-- Task --
Give an exact copy of the line that has "Can you find the sidewalk" and of every line below it, through the last, with nothing else.

(Material for the task Opens)

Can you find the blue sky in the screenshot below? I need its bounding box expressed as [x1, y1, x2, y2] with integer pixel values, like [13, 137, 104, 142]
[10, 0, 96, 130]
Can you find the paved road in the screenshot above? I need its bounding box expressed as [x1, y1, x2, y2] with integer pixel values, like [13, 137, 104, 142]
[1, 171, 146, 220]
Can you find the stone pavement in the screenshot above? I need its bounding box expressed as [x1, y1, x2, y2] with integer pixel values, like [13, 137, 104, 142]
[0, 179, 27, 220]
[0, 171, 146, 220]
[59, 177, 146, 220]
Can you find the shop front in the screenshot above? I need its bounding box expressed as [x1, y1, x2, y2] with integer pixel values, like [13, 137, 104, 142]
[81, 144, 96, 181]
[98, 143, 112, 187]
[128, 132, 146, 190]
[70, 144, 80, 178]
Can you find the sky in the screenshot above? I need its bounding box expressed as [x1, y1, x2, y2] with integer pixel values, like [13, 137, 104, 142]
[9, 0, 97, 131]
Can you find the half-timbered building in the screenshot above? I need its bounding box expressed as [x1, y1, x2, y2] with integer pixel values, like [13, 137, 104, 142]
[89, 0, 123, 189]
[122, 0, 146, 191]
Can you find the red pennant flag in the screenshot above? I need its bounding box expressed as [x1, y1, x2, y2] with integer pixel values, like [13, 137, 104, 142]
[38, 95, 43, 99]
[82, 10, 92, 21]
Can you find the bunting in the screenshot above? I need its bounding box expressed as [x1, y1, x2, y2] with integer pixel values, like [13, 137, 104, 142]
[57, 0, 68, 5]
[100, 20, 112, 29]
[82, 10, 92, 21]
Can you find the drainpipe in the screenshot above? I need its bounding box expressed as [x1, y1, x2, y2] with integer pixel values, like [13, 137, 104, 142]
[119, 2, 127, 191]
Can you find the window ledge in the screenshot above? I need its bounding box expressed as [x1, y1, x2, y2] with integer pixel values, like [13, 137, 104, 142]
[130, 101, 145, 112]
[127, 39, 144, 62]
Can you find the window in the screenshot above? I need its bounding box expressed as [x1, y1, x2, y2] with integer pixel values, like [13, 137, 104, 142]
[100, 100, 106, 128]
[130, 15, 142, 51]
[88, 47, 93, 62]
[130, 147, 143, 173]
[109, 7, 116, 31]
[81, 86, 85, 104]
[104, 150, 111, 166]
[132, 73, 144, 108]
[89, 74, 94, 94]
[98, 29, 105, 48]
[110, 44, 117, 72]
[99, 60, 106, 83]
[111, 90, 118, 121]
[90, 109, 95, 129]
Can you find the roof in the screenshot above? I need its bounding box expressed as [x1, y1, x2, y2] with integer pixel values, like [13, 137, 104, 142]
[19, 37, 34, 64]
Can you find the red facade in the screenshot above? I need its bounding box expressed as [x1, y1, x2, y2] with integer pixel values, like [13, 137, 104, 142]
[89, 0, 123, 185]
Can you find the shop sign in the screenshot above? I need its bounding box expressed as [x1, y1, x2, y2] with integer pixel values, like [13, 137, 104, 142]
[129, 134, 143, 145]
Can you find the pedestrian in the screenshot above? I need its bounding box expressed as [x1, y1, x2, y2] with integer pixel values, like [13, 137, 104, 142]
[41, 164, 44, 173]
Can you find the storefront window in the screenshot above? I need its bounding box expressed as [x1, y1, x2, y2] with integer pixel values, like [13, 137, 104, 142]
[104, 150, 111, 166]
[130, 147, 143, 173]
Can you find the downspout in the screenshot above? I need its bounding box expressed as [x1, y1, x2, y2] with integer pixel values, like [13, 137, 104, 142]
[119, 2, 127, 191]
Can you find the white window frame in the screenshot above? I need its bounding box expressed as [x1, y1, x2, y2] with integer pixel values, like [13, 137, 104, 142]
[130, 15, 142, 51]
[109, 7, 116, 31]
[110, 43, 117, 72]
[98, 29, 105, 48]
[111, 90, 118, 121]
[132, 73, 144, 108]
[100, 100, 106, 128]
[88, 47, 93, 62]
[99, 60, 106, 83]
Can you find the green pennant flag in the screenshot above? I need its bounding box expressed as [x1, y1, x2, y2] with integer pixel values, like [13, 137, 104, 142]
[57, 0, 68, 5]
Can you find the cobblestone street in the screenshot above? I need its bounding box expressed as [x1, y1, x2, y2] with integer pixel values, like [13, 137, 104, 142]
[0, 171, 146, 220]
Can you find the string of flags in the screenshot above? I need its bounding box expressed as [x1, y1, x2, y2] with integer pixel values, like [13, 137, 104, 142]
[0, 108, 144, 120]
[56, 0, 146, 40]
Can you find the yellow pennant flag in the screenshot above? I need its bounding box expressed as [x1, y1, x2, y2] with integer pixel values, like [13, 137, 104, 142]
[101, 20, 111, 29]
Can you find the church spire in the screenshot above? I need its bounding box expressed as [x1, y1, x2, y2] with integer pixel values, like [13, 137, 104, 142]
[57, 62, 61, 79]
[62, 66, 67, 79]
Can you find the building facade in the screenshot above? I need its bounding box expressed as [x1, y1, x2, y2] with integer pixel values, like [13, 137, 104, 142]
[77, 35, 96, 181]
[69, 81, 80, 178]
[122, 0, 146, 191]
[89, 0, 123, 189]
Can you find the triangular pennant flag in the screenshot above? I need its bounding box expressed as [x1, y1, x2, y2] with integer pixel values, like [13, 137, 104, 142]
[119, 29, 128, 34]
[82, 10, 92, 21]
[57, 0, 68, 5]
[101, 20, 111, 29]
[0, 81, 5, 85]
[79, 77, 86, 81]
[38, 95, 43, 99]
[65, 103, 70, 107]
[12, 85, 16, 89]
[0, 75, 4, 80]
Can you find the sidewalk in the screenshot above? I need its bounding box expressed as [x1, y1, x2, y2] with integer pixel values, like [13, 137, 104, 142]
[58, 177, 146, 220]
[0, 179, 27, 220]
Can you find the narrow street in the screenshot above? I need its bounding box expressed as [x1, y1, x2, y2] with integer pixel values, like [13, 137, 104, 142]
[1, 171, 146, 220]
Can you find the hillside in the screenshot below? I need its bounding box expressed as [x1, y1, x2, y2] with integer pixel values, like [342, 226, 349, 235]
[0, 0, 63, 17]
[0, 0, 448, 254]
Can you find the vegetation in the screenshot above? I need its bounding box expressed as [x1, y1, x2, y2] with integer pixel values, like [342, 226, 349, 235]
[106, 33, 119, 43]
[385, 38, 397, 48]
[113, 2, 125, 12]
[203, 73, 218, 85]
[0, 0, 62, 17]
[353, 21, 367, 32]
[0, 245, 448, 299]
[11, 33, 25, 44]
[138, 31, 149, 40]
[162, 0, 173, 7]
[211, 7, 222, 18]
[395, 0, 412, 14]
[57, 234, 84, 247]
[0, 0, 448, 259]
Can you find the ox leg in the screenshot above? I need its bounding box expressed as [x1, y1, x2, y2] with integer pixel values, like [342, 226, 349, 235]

(Material for the task Closes)

-- Worked solution --
Can you find the sidewalk in the screenshot above? I need its bounding box expressed as [x1, y1, x2, y2] with integer pixel values, like [13, 137, 104, 142]
[58, 177, 146, 220]
[0, 179, 27, 220]
Can you find the narrow street in the screenshot above? I need its bounding box expressed as [x1, y1, x2, y2] with integer pixel values, like [13, 137, 104, 142]
[1, 171, 146, 220]
Can you find the hillside in the screenshot below? I need its bounding box expressed as [x1, y1, x2, y2] with integer pixel values, like [342, 226, 349, 235]
[0, 0, 63, 17]
[0, 0, 448, 254]
Can you find the vegetation in the screenshot above? I need its bounding box expressed as [x1, y1, x2, y2] with integer pixel values, like [342, 226, 349, 235]
[106, 33, 119, 43]
[385, 38, 397, 48]
[113, 2, 125, 12]
[203, 73, 218, 85]
[0, 0, 62, 17]
[353, 21, 367, 32]
[0, 245, 448, 299]
[11, 33, 25, 44]
[138, 31, 149, 40]
[162, 0, 173, 7]
[211, 7, 222, 18]
[395, 0, 412, 14]
[57, 234, 84, 247]
[0, 0, 448, 259]
Can you find the ox leg in the screenshot above? I need its bounding box expressed as [x1, y1, x2, y2] with integer pixel values, like [342, 226, 349, 235]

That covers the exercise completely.